- Source -
* * * * * * *

On the last night we all went to a local restaurant serving wonderful tapas, lamb and suckling pig and yes, more good wine. Although one of the Spaniards in the group made a reservation at a Predaza restaurant known throughout the Madrid area for its good food, at the last minute we were lobbied hard by the owner of our hotel to go instead to the restaurant owned by his brother, keeping the profit from the town’s recent population spike firmly in the family 🙂
It was a good week. I met one of the Spaniards in Madrid two days later for a drink and more English talk during my Desigual shopping ritual. I was surprised he suggested it, given that his brain was in a state of meltdown by the end of the Pedraza week. I was later asked to join a group of them in a bar to watch a Real Madrid football match but unfortunately became ill that day so had to pass. It would have been fun.

* * * * * * *

- Stated task -
Continue the account of the week in Pedraza, starting after its final sentence. The records are separate material and have no connection to the account of the week in Pedraza.

* * * * * * *

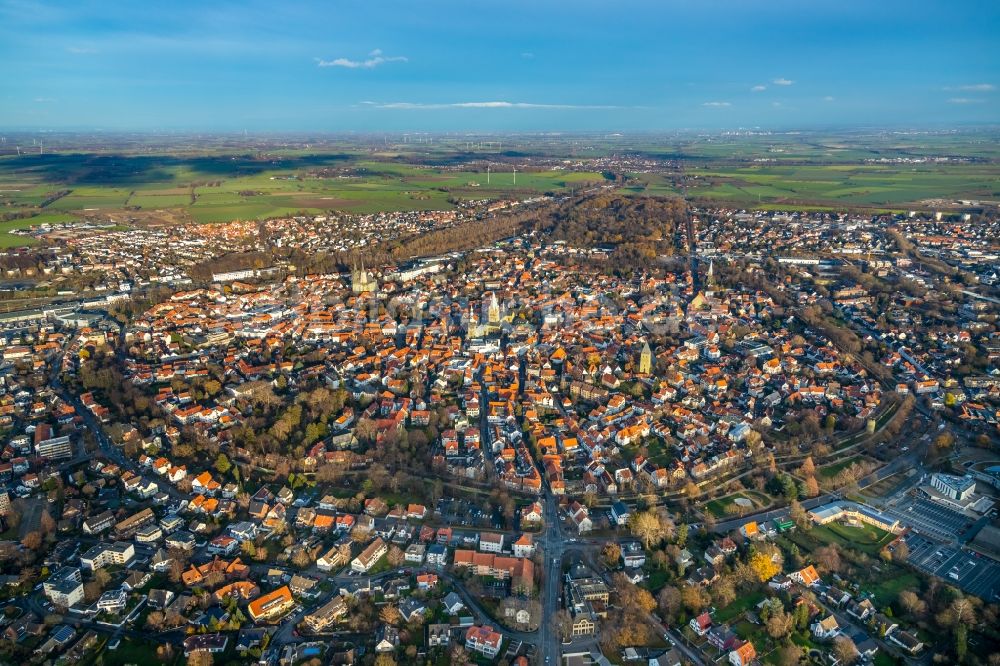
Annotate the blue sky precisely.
[0,0,1000,132]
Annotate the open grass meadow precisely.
[0,131,1000,247]
[0,153,604,241]
[686,164,1000,209]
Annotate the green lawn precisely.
[705,490,770,518]
[865,571,920,607]
[687,164,998,208]
[784,522,894,555]
[816,455,862,480]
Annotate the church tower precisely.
[639,341,653,375]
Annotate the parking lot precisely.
[888,497,973,541]
[906,532,1000,602]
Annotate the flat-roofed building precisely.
[351,537,389,573]
[80,541,135,571]
[42,567,83,608]
[931,473,976,502]
[302,594,347,634]
[247,585,295,622]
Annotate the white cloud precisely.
[316,49,407,69]
[362,101,622,110]
[945,83,997,92]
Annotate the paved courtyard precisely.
[906,532,1000,602]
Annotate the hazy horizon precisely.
[0,0,1000,133]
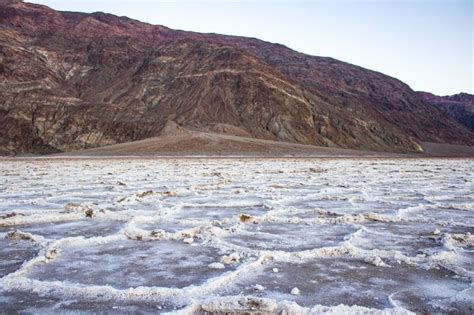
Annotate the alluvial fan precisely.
[0,158,474,314]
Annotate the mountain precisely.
[419,92,474,132]
[0,0,474,154]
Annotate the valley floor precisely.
[0,157,474,314]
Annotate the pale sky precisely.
[30,0,474,95]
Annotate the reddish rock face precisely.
[0,0,474,153]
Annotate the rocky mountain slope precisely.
[419,92,474,132]
[0,0,474,153]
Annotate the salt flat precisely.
[0,158,474,314]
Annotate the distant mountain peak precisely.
[0,1,474,153]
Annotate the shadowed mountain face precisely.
[0,0,474,153]
[419,92,474,132]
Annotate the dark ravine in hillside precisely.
[419,92,474,132]
[0,0,474,154]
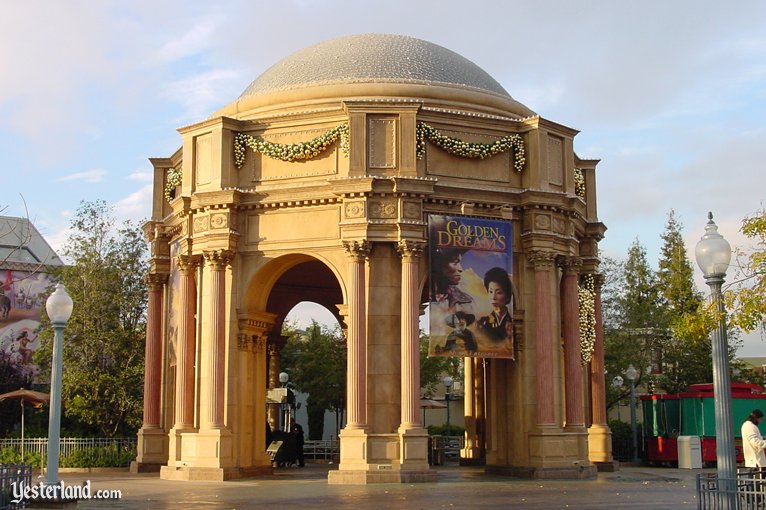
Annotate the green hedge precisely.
[0,446,136,468]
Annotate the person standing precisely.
[742,409,766,471]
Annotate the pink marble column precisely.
[144,273,168,428]
[343,241,370,429]
[559,257,585,427]
[396,240,423,429]
[590,273,607,426]
[204,250,233,429]
[528,250,556,426]
[175,255,199,429]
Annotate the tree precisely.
[726,209,766,334]
[420,331,462,398]
[601,239,660,409]
[281,321,346,439]
[35,201,148,437]
[657,210,713,393]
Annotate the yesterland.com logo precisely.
[11,480,122,505]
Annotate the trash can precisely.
[678,436,702,469]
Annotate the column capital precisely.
[396,239,426,261]
[556,257,582,275]
[343,239,372,262]
[144,273,168,291]
[590,273,606,292]
[176,255,200,274]
[526,250,556,271]
[202,250,234,271]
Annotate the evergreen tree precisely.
[657,210,713,393]
[35,201,147,437]
[281,321,346,439]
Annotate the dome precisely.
[240,34,512,99]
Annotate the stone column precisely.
[204,250,233,429]
[136,273,168,473]
[143,273,168,429]
[528,250,556,427]
[266,334,287,431]
[590,273,607,426]
[396,240,423,429]
[559,257,585,428]
[343,241,370,429]
[588,273,616,471]
[174,255,199,429]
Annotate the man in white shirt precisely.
[742,409,766,469]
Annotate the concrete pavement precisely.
[42,464,712,510]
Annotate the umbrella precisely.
[420,398,447,426]
[0,388,50,462]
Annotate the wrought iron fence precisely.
[303,439,340,462]
[0,464,32,510]
[697,468,766,510]
[0,437,138,466]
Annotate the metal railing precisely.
[303,439,340,462]
[0,437,138,464]
[0,464,32,510]
[697,468,766,510]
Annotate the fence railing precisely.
[0,437,138,464]
[697,468,766,510]
[303,439,340,462]
[0,464,32,510]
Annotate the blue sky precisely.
[0,0,766,356]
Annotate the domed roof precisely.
[240,34,512,99]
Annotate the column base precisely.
[160,466,274,482]
[327,428,436,485]
[593,460,620,473]
[327,465,436,485]
[130,427,168,473]
[484,464,596,480]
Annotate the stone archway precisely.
[136,34,611,483]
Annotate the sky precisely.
[0,0,766,356]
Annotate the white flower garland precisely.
[165,168,184,201]
[577,274,596,364]
[575,168,585,200]
[416,122,526,172]
[234,123,349,168]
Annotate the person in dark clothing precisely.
[290,420,306,467]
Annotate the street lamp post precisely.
[694,213,737,508]
[612,375,623,421]
[625,365,641,462]
[45,283,73,485]
[279,372,290,432]
[442,375,455,436]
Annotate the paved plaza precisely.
[49,464,711,510]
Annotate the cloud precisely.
[56,170,106,182]
[162,69,244,122]
[114,184,152,222]
[126,168,154,182]
[155,15,224,64]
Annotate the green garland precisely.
[165,168,184,201]
[416,122,526,172]
[234,123,349,168]
[577,274,596,364]
[575,168,585,200]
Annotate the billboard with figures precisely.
[428,215,514,359]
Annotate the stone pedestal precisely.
[130,427,168,473]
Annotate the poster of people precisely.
[428,215,514,359]
[0,270,51,377]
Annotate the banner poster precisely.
[428,215,514,359]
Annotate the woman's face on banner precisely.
[487,282,508,308]
[444,255,463,285]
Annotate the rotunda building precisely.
[133,34,612,483]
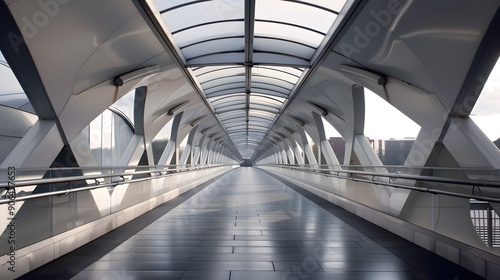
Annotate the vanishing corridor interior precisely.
[0,0,500,280]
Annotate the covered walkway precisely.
[20,168,482,280]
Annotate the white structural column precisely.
[313,112,340,169]
[179,126,198,165]
[200,138,213,164]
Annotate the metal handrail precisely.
[0,164,230,205]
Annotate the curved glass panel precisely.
[150,0,345,158]
[182,37,245,59]
[163,1,244,34]
[186,50,245,66]
[365,88,420,166]
[0,51,36,114]
[201,75,245,88]
[173,21,245,48]
[254,38,316,60]
[255,0,337,33]
[470,59,500,143]
[82,109,134,166]
[194,66,245,83]
[111,90,135,125]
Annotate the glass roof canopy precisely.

* * * * * * *

- Task answer -
In Madrid I stayed in the apartment of a Spanish friend from a previous immersion programme and was lucky enough to be taken to see the monastery at San Lorenze de El Escorial, the palace at Aranjuez, and to Mostoles to have lunch with a Spanish woman I had met in Canada.
I also wandered Madrid, chilled in Parque del Retiro, and visited rooftop bars and beautiful buildings.
I love Spain, its warm and generous people, the countryside, the cities and the food. I’ll keep coming back and may even add my funny accent to the mix again to muddle the minds of Spaniards, next time in a different part of Spain. And there is always the Camino de Santiago waiting as well…perhaps by bike.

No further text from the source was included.